## [Exercise description]
Please gather each line in the rows below that contains the string "mask" and copy it in full, treating uppercase and lowercase as different.

- - - - - - -

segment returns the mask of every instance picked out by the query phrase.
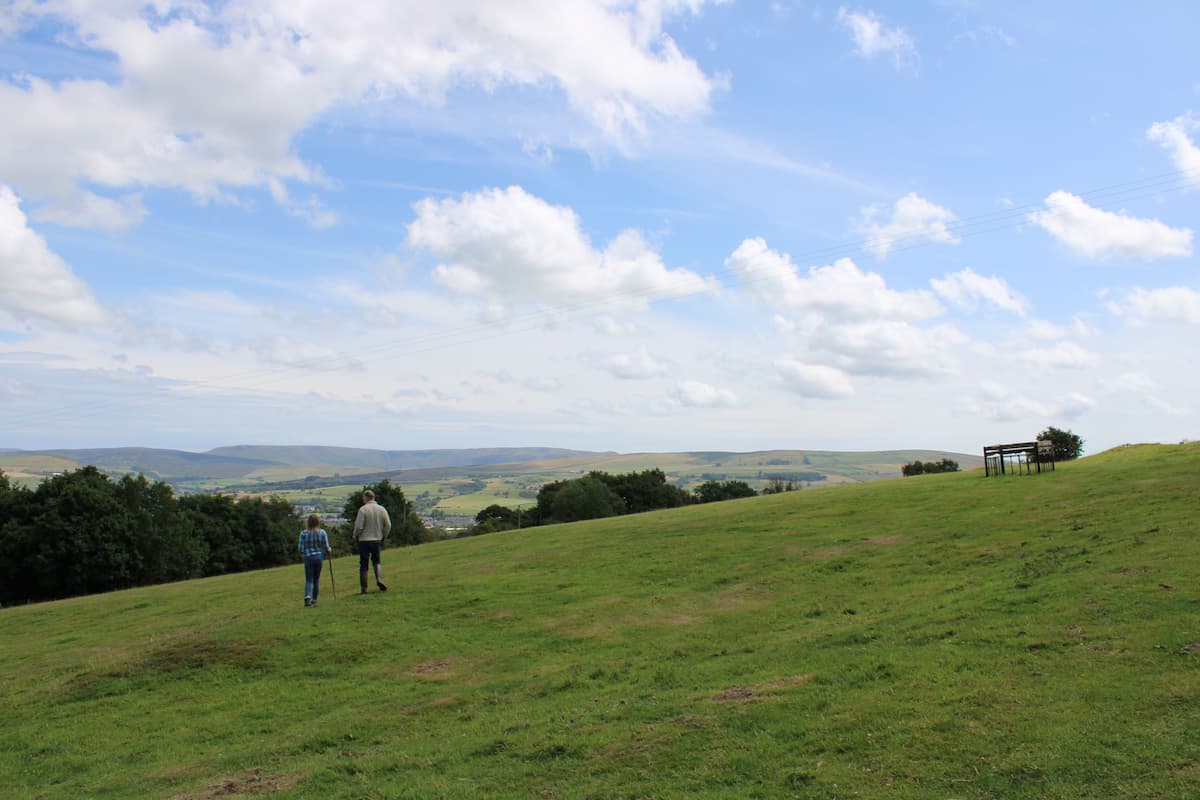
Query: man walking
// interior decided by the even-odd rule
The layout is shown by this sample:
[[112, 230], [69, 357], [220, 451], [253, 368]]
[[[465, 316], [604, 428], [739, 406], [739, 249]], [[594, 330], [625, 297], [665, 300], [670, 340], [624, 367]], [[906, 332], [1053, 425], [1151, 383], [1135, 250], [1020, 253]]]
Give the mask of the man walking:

- - - - - - -

## [Exercise answer]
segment returns the mask of every instance picked out by the query phrase.
Give the mask of the man walking:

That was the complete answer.